__Provided records__:
◇ ◇ ◇

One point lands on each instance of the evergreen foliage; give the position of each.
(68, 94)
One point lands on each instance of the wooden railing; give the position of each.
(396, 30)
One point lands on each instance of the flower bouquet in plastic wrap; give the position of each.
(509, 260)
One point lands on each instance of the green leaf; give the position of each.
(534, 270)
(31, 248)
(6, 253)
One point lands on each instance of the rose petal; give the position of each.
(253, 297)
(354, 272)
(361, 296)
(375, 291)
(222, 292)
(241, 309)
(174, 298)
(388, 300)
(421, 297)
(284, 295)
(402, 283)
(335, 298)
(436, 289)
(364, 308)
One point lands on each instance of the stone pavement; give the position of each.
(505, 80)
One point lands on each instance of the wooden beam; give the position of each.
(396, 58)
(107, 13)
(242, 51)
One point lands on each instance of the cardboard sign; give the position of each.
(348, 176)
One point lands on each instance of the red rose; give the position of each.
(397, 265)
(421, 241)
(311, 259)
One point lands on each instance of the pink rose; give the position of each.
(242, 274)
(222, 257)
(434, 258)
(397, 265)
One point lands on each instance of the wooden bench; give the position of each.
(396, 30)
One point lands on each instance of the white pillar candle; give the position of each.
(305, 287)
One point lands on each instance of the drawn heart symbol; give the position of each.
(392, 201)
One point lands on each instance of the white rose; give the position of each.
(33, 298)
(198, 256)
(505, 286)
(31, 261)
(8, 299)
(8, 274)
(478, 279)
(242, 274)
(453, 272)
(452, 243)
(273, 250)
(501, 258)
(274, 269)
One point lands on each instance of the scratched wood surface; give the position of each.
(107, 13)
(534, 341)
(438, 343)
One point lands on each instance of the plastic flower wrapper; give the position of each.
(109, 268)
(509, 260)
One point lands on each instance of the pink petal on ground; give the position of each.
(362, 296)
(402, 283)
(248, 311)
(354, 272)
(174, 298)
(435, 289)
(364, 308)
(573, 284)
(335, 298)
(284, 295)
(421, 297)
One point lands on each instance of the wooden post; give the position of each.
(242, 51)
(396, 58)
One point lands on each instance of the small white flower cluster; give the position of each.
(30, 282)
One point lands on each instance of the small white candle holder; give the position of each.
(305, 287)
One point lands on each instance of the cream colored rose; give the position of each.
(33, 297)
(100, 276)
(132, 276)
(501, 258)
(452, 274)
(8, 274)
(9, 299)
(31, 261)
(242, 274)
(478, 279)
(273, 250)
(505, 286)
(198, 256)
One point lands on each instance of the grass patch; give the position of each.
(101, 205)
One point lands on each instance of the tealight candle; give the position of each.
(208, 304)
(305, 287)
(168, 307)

◇ ◇ ◇

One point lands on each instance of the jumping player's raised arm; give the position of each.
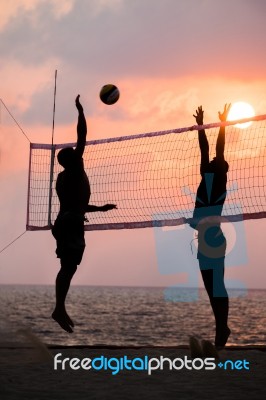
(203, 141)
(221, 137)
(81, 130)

◇ ◇ ◇

__Stated goal__: Pick out every line above that contains the word "petal", and copy each one in full.

__Exercise result__:
One point lands on each instance of the rose petal; give the position of each.
One point lands on each instance of the pink petal on ground; give the position of each.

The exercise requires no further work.